Job 1 – Copy out the entries verbatim, starting with the first line of the entries and going on through the line that contains "[0, 98, 278, 405]".

Text passage –
‘This extra parliamentary propaganda’: Land League posters

Published in 18th-19th Century Social Perspectives, 18th–19th - Century History, Features, General, Irish Republican Brotherhood / Fenians, Issue 6 (Nov/Dec 2008), Volume 16

This Irish National Land League meeting held in the Phoenix Park on 24 July 1881 was advertised by a huge poster (in two sheets), under-printed in electric blue, orange and yellow—reminiscent of psychedelic art of the 1960s. (National Archives of Ireland)

This Irish National Land League meeting held in the Phoenix Park on 24 July 1881 was advertised by a huge poster (in two sheets), under-printed in electric blue, orange and yellow—reminiscent of psychedelic art of the 1960s. (National Archives of Ireland)

In June 1880 the Freeman’s Journal published a letter by John Devoy defending his support for the Irish National Land League. Devoy railed against nationalists who might claim that he had betrayed his principles by supporting a partnership with parliamentarians and advocacy of a cause that deviated from the cherished aim of Fenianism, the overthrow of British rule in Ireland through armed revolt. Devoy wrote: ‘With all its shortcomings and all its mistakes… the land movement . . . made it possible to keep alive a national movement in the future’. Scotching rumours that he intended to run for parliament, Devoy said that the part of the movement that operated outside parliament would result in ‘breaking down the present land system or any other similar system’. The similar system he referred to was British rule in Ireland. Devoy felt that ‘this work of organisation, this extra parliamentary propaganda, is only now fairly initiated’. He urged clever, ambitious young men to look to the future: to organise, counsel and educate the people ‘for the long and arduous struggle before them’ rather than seek to strut around London as members of parliament.

Data extract –
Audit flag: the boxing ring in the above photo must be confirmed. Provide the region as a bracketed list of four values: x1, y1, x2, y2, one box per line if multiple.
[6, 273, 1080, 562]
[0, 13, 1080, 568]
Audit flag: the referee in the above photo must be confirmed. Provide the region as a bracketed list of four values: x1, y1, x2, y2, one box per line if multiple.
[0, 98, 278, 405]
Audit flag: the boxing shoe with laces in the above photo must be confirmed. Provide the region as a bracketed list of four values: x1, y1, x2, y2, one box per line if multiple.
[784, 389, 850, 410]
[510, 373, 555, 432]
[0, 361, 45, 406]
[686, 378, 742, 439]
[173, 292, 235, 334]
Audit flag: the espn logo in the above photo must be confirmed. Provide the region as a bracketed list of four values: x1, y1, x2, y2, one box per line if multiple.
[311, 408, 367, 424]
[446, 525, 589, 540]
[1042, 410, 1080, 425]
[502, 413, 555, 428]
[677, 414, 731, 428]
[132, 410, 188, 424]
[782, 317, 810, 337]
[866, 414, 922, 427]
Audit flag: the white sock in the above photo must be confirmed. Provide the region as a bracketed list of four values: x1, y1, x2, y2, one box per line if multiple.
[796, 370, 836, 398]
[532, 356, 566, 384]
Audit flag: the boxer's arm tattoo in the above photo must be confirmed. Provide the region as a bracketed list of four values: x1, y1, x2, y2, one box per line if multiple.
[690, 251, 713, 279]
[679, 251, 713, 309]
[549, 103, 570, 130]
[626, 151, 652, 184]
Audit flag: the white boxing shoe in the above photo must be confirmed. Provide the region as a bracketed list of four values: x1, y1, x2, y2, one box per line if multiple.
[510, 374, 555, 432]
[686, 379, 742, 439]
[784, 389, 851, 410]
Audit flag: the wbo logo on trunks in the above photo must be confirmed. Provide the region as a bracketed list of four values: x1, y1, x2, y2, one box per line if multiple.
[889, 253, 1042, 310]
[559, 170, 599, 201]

Job 2 – Please list the colors in which the Land League posters article says the Phoenix Park meeting poster was under-printed.

Problem solution 1 –
Audit flag: the boxing ring in the above photo must be confirmed. Provide the region as a bracketed list of four values: x1, y1, x2, y2, one box per line if multiple.
[6, 273, 1080, 562]
[0, 13, 1080, 568]
Audit flag: the referee in the above photo must be confirmed. Provide the region as a bracketed list of four values: x1, y1, x2, y2, one box per line if multiple.
[0, 98, 278, 405]

Problem solution 2 – electric blue, orange, yellow